DOCUMENT PASSAGE –
....................
The second part is drug development, the development of targeted therapies but also immunotherapeutics and DNA damage drugs that match to each of these genomic alterations. So this is the second part, this drug development. Then the third part is to understand the biological role, the functional validation, of genomic alterations that have been acquired in metastatic cancer. For example, when a genomic alteration is not present in early breast cancer but becomes recurrent in metastatic breast cancer then we investigate in the lab if this genomic alteration could be involved in the metastatic process.

Then point number four is to work on genomic evolution and genome evolution between the primary and the metastases and for doing that we look at what are the genomic alterations frequent in metastatic samples that we cannot find in the bulk of early breast cancer. We try to understand what has been the evolution of the genome that led to the appearance of this genomic alteration.

What are your key findings?

We have characterised the genomic landscape of more than 200 metastatic breast cancers using whole exome sequencing and there are several new findings. The first one is the fact that there are some recurrent genomic alterations that are specific to the metastatic sample as opposed to the primary. We found eleven genomic alterations and some of them have been characterised and could be involved in the metastatic process. When a patient is presenting these genomic alterations then the outcome is worse as compared to metastatic breast cancers who do not present this metastasis specific genomic alteration. So this is one first finding.

The second finding we had by running the genomic landscape of metastatic breast cancer is that a subset of oestrogen receptor positive metastatic breast cancers present with a very high mutational load and acquired genomic instability and high mutational load, probably because of high expression of APOBEC. We found that around 10-15% of oestrogen receptor positive breast cancer, when they are metastatic, have a very high mutational load. Now there are some attempts to see whether these patients could be more sensitive to immunotherapeutics and there are some attempts to understand what has made this cancer become so mutated. As I mentioned before, APOBEC is one of the hypotheses but there are several other ones.

Then what we are investigating and for which we have some interesting preliminary results is whether these genomic alterations that are enriched in metastatic breast cancer but present at a low frequency in early breast cancer could have some prognostic value when they are present in early breast cancer. Indeed, some of these genomic alterations when they are present in early breast cancer are associated with a worse outcome.

What clinical impact do you see your research having in the future?

The first one is to find new targets that could prevent the development of metastasis because if we understand what are the genomic alterations that are functional and enriched in metastatic breast cancer and led to the development of metastases, that could generate some work about preventing metastases. The second application is to better drive the drug development in metastatic breast cancer by defining what is the genomic landscape of metastatic breast cancer and obviously the genomic landscape of metastatic breast cancer is very different to the one of primary breast cancer. Point number three is to better understand which patients with metastatic breast cancer are going to have a very poor outcome. This is very important because if we can identify some genomic alterations associated with a very poor outcome then the drugs that target this genomic alteration could receive some fast track drug approval. So finding which genomic alterations are associated with worse outcomes, very poor outcomes, is a major challenge to drive drug development.
....................
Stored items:
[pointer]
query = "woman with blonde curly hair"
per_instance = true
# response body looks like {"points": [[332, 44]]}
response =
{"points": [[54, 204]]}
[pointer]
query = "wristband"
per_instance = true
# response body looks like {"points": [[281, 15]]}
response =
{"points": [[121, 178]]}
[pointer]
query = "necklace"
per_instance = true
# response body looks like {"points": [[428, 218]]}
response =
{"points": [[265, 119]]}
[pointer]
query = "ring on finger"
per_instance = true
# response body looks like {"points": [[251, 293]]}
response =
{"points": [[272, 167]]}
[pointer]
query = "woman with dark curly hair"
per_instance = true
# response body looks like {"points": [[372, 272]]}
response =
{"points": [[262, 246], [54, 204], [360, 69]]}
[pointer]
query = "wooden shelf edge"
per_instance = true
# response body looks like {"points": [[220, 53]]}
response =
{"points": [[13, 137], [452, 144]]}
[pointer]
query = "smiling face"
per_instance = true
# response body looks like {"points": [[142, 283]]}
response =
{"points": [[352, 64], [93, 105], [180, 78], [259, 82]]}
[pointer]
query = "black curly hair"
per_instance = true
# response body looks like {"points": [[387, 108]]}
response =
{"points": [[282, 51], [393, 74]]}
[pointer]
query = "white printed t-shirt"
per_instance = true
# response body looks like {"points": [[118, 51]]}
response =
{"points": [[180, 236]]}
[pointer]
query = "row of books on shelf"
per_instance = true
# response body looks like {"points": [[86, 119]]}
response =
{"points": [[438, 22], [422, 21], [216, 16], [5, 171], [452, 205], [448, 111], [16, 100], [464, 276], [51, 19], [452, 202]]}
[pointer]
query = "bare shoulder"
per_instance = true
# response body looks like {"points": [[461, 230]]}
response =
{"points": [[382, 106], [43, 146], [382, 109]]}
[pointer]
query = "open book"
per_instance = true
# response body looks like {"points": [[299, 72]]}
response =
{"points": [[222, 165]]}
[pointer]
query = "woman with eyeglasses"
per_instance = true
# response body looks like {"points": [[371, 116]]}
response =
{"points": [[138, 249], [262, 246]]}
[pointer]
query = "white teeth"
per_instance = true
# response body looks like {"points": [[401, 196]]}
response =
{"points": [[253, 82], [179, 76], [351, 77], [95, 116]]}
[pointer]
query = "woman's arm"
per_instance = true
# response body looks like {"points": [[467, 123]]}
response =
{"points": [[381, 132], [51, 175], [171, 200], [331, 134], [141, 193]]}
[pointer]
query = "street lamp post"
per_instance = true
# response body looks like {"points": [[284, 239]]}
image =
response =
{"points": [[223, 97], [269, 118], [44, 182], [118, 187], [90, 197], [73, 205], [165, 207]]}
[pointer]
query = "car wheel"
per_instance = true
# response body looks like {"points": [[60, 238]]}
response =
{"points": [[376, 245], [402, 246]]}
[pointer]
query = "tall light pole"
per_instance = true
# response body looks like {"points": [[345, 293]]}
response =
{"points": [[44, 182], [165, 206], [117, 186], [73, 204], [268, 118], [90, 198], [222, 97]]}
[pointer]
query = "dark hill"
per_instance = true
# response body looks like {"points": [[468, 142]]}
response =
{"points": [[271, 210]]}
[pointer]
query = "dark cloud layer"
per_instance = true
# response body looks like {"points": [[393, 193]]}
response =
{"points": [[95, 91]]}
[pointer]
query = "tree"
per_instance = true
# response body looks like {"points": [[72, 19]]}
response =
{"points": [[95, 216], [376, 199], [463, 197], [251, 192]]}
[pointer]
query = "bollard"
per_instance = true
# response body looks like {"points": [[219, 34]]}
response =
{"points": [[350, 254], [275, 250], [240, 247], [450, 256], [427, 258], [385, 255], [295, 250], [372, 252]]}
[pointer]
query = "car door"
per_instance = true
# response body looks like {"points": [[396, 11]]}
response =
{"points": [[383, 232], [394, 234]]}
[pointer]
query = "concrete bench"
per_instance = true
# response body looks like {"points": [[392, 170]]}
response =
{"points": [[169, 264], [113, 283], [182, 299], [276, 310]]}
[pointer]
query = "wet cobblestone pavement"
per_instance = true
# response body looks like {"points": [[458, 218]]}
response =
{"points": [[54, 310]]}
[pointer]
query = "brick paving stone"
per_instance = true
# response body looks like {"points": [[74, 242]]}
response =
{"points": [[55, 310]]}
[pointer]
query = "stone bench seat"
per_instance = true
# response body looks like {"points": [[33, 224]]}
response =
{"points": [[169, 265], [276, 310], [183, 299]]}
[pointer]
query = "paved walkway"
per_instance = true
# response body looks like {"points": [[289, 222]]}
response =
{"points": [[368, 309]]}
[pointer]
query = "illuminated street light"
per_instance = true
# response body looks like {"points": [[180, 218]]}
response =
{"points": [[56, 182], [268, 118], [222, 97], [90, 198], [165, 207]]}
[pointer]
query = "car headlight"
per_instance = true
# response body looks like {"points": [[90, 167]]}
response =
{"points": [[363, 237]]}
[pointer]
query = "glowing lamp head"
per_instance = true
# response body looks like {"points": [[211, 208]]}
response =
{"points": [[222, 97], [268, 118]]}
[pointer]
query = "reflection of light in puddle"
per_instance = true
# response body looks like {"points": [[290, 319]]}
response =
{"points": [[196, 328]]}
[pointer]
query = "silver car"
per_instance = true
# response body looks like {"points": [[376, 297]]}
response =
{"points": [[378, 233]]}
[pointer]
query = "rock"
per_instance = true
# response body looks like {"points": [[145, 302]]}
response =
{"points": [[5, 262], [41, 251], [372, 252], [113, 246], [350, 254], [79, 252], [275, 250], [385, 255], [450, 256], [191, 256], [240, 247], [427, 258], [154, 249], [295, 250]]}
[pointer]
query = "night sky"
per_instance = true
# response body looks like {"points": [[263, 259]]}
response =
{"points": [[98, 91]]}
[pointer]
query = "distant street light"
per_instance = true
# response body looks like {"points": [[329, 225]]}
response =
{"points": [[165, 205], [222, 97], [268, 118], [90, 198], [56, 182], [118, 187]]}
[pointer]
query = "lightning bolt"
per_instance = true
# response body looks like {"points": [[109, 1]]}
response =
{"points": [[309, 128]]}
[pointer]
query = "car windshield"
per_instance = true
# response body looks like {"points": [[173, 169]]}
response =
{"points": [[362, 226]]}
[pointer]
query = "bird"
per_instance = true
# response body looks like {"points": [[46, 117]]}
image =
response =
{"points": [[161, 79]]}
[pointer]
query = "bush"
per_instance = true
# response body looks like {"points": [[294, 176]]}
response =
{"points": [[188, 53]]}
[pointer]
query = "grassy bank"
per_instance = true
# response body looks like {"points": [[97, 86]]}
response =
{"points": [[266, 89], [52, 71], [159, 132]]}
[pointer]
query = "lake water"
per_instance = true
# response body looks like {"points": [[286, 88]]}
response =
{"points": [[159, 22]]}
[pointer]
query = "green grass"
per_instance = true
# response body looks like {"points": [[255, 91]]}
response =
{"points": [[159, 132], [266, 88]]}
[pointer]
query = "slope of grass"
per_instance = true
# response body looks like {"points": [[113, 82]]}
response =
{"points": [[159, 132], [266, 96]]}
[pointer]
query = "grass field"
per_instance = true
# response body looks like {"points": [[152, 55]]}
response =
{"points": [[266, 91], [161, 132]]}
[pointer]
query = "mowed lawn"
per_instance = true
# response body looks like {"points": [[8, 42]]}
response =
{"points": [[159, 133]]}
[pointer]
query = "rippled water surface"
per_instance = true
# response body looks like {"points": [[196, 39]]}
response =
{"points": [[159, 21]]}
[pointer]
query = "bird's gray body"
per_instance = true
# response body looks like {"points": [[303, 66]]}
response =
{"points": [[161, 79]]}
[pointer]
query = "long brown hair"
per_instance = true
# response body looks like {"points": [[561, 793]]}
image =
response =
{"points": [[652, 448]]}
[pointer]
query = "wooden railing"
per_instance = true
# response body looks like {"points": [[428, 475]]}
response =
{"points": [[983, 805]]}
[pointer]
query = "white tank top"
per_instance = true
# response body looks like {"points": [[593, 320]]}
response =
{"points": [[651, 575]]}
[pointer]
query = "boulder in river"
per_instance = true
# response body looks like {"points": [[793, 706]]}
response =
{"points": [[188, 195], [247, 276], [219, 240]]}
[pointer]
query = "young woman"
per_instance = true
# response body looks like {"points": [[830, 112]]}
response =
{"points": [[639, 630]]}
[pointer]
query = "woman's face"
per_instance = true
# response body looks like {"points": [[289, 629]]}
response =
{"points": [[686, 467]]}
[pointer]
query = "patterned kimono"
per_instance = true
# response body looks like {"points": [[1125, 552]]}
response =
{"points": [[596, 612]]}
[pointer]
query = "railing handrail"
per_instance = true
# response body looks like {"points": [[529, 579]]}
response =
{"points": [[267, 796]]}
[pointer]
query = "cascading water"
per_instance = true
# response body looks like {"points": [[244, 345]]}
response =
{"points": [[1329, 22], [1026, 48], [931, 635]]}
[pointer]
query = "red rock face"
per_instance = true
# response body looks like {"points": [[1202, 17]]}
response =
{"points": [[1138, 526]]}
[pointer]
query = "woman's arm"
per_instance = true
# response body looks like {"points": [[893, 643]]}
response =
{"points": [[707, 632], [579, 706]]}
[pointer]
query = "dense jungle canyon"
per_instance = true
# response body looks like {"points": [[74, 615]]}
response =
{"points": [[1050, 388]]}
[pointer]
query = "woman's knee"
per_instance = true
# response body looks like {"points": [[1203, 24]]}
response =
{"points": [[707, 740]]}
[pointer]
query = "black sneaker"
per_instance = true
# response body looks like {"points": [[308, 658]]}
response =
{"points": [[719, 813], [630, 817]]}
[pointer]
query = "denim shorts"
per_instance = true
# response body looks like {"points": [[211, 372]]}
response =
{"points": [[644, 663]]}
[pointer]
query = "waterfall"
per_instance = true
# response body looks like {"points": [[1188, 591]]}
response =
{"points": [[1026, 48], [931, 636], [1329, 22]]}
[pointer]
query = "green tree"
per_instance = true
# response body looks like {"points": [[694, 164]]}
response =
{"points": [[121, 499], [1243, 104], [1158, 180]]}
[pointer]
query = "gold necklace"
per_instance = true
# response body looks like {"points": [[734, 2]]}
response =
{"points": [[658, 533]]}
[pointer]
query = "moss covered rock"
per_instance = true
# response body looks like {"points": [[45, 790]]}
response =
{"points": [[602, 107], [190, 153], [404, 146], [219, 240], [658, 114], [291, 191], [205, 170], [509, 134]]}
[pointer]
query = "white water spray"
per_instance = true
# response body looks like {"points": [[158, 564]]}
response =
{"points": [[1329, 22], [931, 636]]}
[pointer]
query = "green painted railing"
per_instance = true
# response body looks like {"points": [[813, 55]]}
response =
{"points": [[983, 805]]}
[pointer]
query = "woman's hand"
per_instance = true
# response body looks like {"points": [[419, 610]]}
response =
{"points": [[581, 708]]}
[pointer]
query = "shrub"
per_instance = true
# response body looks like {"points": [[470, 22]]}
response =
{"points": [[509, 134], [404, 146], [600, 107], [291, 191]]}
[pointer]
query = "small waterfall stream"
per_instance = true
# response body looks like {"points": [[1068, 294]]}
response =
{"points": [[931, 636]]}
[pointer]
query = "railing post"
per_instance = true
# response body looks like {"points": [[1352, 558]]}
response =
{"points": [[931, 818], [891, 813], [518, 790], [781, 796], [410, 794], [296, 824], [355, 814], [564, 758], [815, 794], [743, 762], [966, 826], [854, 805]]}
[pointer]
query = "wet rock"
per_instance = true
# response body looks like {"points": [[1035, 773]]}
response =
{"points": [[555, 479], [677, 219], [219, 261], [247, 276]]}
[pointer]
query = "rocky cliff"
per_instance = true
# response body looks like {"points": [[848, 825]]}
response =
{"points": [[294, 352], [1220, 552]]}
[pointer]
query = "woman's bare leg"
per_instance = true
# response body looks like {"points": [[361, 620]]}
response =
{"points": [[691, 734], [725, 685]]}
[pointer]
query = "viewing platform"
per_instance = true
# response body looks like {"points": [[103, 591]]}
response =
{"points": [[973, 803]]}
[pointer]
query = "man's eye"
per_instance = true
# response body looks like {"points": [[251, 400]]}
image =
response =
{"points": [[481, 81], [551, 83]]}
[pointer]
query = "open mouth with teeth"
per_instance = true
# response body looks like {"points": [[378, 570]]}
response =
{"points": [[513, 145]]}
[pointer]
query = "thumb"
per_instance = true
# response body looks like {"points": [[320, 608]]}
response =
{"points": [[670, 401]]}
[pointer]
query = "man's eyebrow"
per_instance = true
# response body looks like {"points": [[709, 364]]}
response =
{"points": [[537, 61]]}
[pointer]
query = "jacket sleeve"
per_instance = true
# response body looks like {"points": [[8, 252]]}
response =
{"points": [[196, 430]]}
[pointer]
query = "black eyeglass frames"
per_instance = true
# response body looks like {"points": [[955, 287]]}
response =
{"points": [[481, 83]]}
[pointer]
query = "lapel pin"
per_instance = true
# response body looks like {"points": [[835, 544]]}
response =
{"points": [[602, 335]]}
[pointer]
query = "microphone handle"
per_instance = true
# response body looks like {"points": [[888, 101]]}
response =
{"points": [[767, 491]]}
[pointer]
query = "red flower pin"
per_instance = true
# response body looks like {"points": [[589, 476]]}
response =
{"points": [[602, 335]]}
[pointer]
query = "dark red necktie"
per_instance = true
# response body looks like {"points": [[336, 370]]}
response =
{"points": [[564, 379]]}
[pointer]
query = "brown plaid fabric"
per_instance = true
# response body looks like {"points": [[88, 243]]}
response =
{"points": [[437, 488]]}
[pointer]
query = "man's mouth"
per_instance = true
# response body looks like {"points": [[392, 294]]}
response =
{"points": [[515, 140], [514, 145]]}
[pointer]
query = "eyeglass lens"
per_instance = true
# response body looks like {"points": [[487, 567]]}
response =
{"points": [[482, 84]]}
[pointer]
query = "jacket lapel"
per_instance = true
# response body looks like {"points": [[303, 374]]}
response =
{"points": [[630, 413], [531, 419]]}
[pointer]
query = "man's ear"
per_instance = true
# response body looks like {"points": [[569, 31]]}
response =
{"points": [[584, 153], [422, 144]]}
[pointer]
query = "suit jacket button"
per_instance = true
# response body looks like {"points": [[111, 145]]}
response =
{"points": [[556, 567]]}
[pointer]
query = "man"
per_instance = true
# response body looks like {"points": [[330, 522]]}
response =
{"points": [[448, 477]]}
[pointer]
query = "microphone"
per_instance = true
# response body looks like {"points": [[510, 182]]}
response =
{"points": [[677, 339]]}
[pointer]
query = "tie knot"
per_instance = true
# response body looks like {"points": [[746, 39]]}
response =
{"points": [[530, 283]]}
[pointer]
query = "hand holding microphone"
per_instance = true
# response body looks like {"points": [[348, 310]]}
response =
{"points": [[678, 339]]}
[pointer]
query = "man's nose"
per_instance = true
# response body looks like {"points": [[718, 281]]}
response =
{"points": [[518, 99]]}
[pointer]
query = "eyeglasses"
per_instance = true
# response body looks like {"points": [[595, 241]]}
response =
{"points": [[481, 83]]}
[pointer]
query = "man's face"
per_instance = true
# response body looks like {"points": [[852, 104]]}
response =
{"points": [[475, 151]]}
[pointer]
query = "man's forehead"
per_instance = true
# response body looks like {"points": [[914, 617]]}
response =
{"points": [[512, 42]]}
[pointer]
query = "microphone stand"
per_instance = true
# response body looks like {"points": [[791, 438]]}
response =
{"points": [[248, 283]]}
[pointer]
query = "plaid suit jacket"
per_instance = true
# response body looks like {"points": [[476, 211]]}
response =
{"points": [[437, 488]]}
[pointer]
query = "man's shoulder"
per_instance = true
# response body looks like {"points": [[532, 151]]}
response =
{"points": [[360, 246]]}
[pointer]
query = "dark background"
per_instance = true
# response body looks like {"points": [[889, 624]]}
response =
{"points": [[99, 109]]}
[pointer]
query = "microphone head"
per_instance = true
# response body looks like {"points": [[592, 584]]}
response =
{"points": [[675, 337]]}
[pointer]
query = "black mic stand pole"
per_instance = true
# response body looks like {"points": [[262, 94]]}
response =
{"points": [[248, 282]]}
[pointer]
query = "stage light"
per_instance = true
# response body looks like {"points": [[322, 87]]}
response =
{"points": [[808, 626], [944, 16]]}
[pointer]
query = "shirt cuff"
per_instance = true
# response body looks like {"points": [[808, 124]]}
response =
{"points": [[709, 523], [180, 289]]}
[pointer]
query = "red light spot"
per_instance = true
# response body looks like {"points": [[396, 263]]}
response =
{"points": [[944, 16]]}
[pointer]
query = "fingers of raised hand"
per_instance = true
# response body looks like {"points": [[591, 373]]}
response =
....................
BRIEF 1 –
Print everything in the metastatic breast cancer interview from "Then what we" down to "in the future?", word for word.
BRIEF 2 –
Say whether each statement agrees with the metastatic breast cancer interview, answering yes or no and quoting the words that decide it. (a) The researchers used whole exome sequencing on more than 200 metastatic breast cancers. (b) They found twenty recurrent genomic alterations specific to the metastatic sample. (c) Around 10-15% of oestrogen receptor positive breast cancers have a very high mutational load once they are metastatic.

YOUR RESPONSE 1 –
Then what we are investigating and for which we have some interesting preliminary results is whether these genomic alterations that are enriched in metastatic breast cancer but present at a low frequency in early breast cancer could have some prognostic value when they are present in early breast cancer. Indeed, some of these genomic alterations when they are present in early breast cancer are associated with a worse outcome.

What clinical impact do you see your research having in the future?

YOUR RESPONSE 2 –
(a) Yes: "We have characterised the genomic landscape of more than 200 metastatic breast cancers using whole exome sequencing"
(b) No: "We found eleven genomic alterations"
(c) Yes: "We found that around 10-15% of oestrogen receptor positive breast cancer, when they are metastatic, have a very high mutational load."